--- EXTRACTED ENTRIES ---
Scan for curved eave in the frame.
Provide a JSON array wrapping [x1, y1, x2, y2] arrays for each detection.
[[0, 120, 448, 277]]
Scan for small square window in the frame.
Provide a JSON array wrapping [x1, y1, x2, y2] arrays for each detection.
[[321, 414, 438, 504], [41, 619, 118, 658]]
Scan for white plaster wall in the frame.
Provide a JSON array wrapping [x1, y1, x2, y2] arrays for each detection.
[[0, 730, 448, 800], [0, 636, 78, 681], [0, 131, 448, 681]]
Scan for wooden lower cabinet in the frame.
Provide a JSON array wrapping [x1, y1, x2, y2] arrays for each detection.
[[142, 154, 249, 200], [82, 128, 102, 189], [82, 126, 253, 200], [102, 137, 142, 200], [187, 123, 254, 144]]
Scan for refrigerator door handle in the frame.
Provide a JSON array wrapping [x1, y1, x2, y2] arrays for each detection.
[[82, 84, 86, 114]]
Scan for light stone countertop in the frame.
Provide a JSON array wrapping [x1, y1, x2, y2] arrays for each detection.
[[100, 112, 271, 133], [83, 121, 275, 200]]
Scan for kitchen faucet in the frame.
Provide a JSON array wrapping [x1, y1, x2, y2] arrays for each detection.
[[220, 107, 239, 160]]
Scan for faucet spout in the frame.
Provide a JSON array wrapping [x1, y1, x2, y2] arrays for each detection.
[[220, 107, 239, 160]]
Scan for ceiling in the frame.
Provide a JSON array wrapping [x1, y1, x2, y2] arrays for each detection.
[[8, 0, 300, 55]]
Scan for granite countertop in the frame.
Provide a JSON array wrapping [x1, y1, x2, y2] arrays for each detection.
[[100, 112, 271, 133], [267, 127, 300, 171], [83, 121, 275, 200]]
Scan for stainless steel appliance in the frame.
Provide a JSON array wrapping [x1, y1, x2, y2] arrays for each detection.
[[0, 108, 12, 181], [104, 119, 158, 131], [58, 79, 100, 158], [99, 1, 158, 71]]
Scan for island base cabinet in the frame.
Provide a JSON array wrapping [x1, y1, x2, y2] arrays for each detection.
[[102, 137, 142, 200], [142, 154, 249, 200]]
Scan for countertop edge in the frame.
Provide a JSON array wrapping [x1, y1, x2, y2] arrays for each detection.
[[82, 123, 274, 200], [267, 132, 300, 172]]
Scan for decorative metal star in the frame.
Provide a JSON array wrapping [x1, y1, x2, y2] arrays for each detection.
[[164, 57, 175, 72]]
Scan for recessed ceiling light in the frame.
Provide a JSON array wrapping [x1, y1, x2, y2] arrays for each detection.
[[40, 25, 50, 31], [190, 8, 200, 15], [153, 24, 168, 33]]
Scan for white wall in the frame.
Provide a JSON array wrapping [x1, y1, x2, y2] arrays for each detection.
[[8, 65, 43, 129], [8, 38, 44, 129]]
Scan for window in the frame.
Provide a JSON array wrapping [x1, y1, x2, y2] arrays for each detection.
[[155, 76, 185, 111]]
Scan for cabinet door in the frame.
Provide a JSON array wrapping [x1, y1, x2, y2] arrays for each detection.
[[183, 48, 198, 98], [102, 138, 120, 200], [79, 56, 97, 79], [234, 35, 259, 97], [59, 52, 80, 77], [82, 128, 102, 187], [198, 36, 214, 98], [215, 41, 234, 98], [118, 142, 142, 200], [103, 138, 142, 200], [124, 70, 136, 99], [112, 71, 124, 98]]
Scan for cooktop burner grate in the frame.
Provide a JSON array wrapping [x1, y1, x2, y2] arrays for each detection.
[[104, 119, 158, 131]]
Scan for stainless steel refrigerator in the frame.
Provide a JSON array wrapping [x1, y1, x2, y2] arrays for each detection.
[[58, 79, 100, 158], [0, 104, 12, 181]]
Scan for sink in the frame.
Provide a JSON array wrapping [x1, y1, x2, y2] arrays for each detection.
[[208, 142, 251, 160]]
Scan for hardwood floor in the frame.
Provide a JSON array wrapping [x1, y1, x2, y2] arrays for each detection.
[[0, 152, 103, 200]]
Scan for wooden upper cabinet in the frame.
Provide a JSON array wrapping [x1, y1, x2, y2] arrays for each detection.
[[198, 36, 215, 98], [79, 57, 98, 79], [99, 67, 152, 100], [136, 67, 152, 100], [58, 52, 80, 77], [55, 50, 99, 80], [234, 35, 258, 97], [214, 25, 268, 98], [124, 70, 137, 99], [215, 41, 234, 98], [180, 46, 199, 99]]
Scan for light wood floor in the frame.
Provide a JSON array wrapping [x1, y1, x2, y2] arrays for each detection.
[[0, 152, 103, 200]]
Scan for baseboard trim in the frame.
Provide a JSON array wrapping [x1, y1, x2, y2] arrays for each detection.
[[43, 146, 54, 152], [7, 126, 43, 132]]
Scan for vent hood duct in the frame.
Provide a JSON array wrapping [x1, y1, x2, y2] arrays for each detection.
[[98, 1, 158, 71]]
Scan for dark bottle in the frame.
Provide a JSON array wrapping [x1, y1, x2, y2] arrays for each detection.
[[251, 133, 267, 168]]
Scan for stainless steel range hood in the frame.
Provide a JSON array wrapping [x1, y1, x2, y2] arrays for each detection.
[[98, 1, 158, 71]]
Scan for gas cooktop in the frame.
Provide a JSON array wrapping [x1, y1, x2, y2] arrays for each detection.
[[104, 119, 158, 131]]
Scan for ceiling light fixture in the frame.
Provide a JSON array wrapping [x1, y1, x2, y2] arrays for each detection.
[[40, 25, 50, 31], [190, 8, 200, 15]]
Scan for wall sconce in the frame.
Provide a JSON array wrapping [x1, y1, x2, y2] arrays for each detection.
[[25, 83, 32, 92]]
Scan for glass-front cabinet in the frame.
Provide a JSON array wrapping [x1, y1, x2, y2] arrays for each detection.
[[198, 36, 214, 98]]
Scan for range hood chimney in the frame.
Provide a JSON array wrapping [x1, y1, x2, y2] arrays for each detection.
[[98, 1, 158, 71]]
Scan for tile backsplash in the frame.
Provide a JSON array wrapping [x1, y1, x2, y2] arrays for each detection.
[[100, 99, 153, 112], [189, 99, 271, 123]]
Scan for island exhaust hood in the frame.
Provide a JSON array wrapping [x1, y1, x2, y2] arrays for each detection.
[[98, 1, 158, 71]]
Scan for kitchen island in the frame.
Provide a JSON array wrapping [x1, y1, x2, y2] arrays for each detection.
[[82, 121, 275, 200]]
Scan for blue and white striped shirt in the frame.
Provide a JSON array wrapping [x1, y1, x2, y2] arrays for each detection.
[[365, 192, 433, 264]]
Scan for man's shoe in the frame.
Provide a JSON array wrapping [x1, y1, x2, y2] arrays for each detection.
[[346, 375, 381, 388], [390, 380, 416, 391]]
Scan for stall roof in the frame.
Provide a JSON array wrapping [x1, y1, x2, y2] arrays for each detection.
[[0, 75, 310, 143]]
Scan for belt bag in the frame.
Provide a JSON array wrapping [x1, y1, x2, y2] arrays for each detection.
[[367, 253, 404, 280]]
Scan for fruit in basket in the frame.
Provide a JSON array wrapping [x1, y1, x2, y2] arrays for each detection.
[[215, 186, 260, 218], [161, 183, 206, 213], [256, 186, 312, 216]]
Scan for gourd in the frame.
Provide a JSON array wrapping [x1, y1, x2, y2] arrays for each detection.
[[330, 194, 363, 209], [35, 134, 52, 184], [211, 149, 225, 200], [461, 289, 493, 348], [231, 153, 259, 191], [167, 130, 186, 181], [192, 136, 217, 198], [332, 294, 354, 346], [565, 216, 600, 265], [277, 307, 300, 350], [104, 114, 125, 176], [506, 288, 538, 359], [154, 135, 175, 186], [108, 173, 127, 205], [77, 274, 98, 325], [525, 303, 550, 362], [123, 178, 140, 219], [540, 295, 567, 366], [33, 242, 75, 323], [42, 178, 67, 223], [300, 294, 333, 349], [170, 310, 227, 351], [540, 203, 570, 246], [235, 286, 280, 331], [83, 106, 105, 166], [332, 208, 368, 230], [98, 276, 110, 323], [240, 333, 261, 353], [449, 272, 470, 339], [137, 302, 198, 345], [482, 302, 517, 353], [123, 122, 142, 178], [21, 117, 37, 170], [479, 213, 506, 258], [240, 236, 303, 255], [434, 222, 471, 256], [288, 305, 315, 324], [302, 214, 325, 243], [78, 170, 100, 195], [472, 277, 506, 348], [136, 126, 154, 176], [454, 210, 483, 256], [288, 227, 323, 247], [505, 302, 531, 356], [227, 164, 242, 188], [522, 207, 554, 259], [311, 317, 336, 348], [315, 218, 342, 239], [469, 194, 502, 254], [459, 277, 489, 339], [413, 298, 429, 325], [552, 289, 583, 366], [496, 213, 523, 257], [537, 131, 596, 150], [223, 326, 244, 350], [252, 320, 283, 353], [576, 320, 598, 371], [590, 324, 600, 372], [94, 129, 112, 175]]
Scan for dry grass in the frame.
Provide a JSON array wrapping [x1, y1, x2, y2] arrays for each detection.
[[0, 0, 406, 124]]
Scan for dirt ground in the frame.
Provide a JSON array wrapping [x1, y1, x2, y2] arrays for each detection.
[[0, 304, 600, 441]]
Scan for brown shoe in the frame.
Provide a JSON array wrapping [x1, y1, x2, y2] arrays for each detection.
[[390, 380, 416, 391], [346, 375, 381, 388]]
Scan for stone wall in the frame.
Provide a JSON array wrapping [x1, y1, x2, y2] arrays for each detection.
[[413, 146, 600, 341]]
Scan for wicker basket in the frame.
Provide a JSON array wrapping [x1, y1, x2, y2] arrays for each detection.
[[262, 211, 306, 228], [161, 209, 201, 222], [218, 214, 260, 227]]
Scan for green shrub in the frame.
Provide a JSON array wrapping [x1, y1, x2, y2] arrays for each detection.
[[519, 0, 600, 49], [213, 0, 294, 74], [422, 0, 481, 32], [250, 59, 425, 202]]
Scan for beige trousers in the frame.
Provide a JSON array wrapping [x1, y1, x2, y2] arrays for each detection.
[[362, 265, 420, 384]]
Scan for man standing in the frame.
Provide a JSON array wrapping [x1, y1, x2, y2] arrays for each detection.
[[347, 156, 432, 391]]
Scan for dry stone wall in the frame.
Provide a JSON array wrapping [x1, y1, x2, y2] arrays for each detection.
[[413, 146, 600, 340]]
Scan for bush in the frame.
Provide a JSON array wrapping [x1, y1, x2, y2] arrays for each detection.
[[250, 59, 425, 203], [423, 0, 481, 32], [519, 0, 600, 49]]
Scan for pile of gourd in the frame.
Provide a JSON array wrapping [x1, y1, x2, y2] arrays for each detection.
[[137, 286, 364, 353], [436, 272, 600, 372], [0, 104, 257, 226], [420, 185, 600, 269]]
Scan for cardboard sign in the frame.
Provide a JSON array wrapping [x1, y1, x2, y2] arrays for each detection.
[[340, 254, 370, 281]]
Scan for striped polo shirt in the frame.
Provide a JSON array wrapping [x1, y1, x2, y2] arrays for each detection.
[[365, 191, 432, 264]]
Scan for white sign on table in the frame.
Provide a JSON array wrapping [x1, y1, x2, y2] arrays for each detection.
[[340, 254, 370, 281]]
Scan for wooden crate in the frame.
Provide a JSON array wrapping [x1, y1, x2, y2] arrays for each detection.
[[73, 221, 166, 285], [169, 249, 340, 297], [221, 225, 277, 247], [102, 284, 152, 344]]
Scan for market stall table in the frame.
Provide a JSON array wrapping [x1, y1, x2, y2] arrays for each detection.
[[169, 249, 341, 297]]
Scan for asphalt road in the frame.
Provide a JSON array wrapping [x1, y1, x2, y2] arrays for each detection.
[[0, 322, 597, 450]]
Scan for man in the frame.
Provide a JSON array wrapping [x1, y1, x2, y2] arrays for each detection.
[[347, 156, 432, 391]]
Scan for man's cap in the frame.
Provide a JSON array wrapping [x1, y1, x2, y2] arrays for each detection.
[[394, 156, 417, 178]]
---
■ **GIVEN REQUEST**:
List every line in the material above that contains the word "cooktop", copying each line in full.

■ **REPLY**:
Scan for cooktop burner grate in the frame.
Scan for gas cooktop in the frame.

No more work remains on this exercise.